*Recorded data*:
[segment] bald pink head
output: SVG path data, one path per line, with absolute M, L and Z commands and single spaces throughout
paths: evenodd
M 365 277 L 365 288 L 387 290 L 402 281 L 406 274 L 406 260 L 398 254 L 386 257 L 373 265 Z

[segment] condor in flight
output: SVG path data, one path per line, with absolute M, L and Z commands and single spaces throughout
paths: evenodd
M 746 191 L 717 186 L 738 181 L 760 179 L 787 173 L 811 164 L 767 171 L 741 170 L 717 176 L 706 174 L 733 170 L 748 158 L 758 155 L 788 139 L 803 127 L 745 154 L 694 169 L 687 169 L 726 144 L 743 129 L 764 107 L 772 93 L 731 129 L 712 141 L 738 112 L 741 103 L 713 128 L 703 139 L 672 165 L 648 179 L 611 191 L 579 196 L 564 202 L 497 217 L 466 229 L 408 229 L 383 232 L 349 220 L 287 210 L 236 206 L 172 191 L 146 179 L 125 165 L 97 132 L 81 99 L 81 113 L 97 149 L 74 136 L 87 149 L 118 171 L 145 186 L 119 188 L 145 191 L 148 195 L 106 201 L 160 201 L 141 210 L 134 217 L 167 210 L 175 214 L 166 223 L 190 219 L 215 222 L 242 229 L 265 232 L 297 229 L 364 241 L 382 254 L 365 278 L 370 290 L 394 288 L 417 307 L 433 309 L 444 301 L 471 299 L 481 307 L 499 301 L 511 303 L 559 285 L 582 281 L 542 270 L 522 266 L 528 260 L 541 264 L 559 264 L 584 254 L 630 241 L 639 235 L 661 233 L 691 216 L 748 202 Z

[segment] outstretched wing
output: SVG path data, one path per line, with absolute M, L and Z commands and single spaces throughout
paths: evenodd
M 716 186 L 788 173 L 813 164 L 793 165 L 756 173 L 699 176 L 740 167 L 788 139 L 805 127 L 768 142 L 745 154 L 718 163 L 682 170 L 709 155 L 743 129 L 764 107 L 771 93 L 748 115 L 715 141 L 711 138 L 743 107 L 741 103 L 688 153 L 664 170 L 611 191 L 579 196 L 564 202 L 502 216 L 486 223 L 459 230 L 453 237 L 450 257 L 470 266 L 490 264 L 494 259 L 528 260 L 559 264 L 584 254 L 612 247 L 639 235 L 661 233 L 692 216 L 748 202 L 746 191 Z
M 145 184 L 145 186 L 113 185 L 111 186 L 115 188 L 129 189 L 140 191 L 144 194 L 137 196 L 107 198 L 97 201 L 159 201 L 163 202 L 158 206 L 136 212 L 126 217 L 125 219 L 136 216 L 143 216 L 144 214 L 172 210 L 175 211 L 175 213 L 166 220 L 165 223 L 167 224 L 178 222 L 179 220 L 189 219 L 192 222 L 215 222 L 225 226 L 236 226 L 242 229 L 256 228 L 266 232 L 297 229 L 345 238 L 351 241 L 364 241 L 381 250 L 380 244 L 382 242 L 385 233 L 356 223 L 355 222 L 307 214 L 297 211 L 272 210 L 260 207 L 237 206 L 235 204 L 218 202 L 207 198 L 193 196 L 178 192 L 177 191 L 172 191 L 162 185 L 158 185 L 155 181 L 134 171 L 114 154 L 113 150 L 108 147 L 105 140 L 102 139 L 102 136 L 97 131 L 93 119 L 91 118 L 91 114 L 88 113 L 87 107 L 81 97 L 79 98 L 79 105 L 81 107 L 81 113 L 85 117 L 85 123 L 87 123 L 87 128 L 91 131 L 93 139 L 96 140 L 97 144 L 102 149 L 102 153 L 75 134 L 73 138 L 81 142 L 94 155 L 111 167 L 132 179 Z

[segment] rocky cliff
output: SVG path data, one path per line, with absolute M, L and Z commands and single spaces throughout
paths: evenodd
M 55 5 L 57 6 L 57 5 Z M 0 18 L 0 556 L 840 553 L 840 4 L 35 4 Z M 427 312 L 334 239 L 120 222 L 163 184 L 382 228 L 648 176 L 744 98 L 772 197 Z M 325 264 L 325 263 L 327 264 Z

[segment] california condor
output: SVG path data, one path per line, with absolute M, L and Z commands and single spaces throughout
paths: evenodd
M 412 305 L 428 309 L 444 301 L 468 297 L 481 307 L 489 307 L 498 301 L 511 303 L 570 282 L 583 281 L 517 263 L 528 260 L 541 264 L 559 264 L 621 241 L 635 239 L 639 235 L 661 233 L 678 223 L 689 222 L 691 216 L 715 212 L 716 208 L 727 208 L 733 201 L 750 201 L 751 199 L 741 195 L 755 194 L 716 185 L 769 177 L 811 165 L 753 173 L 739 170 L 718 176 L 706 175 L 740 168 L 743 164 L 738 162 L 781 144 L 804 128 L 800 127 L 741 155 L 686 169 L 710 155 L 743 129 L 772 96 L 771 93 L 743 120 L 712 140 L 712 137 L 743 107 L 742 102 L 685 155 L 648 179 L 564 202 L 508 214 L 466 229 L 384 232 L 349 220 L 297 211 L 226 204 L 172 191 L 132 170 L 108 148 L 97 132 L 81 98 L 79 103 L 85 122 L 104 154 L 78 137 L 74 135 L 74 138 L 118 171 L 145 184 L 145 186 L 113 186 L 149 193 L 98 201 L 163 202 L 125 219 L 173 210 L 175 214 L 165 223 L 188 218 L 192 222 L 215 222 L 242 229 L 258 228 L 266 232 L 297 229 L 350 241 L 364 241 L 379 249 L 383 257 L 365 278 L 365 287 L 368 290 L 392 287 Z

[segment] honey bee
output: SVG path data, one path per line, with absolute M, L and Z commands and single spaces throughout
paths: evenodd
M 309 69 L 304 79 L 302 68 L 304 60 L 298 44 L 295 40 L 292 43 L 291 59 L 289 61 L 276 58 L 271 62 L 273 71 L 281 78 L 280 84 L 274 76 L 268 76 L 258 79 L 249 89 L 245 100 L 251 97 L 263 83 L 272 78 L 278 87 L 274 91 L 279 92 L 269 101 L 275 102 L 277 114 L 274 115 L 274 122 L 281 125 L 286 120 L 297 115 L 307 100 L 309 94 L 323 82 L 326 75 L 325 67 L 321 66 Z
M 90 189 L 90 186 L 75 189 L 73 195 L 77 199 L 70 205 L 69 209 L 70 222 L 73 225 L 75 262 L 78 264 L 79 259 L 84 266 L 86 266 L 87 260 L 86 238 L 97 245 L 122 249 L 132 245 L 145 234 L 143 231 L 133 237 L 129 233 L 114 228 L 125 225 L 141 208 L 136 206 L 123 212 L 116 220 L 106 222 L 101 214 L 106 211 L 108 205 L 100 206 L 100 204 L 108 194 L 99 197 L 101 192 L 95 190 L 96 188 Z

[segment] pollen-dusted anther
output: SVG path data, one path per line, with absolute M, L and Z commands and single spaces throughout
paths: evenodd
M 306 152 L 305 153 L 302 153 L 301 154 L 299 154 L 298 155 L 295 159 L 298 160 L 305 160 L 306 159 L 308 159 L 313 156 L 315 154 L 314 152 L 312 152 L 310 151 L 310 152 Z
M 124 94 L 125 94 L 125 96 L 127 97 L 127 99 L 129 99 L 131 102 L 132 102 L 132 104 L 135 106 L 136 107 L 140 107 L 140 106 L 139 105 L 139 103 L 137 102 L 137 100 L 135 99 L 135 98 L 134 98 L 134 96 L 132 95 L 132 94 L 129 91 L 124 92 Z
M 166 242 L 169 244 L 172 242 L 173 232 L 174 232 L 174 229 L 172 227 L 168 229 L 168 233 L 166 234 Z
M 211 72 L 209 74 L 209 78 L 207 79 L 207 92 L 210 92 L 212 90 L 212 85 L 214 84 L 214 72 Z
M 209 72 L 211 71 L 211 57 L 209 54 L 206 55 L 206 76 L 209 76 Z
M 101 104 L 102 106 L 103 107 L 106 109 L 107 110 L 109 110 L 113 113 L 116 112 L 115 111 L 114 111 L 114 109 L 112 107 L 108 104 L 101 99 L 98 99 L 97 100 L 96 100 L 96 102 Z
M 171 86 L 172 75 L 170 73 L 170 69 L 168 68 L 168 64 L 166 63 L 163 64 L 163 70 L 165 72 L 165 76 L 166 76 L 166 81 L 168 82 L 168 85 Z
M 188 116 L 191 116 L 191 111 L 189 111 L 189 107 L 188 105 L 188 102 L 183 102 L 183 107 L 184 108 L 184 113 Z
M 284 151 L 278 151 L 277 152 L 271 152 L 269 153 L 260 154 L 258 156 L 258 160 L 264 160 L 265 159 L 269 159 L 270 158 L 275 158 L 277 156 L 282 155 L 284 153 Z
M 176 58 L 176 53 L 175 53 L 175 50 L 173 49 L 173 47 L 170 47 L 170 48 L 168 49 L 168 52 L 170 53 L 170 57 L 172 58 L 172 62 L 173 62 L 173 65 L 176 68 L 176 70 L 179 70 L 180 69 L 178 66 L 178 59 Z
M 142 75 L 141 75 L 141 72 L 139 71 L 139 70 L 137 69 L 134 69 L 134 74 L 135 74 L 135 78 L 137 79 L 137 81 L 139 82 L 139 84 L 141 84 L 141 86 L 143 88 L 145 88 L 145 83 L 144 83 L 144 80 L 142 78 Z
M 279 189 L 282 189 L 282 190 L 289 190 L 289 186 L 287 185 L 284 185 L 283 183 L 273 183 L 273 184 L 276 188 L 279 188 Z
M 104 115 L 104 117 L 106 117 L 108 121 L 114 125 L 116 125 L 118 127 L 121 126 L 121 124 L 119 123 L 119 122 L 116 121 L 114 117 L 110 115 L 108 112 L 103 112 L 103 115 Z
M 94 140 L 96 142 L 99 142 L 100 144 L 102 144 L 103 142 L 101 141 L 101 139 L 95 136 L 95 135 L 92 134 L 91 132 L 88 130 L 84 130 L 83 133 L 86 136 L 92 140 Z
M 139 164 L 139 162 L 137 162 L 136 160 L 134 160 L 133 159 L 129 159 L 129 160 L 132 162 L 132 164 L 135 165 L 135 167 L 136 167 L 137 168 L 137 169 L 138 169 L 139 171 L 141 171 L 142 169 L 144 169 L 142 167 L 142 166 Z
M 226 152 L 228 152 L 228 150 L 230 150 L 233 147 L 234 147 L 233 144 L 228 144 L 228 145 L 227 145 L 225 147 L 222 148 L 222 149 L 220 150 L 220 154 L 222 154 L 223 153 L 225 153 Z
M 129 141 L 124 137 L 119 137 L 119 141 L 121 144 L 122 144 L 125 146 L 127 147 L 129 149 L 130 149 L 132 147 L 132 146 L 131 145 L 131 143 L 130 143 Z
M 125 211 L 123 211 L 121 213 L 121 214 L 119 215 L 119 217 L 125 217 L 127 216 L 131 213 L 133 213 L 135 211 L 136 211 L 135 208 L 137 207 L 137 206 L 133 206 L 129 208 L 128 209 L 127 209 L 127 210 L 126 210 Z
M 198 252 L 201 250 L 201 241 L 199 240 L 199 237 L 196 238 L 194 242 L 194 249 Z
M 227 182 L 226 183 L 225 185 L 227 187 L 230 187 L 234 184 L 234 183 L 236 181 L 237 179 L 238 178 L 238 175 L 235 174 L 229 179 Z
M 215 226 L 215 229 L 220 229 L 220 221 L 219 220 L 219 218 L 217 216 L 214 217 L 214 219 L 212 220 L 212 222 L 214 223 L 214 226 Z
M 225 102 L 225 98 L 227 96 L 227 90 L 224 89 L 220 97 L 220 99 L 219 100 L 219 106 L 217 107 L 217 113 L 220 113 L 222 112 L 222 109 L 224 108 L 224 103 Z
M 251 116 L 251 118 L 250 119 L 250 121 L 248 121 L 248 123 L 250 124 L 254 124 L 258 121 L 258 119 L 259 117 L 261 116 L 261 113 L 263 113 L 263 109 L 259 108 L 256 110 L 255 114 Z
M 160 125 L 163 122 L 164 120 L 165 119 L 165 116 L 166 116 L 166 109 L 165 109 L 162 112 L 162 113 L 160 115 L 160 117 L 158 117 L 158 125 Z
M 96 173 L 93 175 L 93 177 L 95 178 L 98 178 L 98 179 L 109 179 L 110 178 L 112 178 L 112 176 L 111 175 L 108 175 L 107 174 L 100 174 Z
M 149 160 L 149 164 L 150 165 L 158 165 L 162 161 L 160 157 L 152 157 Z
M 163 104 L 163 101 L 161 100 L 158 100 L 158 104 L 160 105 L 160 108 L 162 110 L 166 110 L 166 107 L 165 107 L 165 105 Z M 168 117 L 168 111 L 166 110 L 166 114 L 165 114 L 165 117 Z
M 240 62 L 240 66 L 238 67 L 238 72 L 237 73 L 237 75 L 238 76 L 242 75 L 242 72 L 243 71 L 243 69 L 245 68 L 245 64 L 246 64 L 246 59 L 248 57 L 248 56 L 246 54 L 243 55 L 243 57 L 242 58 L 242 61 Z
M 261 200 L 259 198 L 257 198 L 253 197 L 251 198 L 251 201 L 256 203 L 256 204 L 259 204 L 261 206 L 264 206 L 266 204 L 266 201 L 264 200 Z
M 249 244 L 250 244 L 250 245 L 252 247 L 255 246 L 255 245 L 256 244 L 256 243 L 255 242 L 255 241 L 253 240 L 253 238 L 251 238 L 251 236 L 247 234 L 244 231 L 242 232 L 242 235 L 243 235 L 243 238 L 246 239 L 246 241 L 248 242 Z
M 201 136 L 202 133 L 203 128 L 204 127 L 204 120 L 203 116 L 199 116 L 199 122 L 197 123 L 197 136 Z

*Your goal*: Copy the stretch of data from the line containing "[segment] rocky cliff" through the line containing "M 55 5 L 57", word for word.

*Solution below*:
[segment] rocky cliff
output: SVG path data, one path per line, with absolute M, L and Z commands and single spaces throughout
paths: evenodd
M 55 5 L 57 6 L 57 5 Z M 0 18 L 0 556 L 840 553 L 840 4 L 35 4 Z M 427 312 L 334 239 L 120 222 L 163 184 L 382 228 L 648 176 L 744 98 L 772 197 Z M 325 264 L 325 263 L 327 264 Z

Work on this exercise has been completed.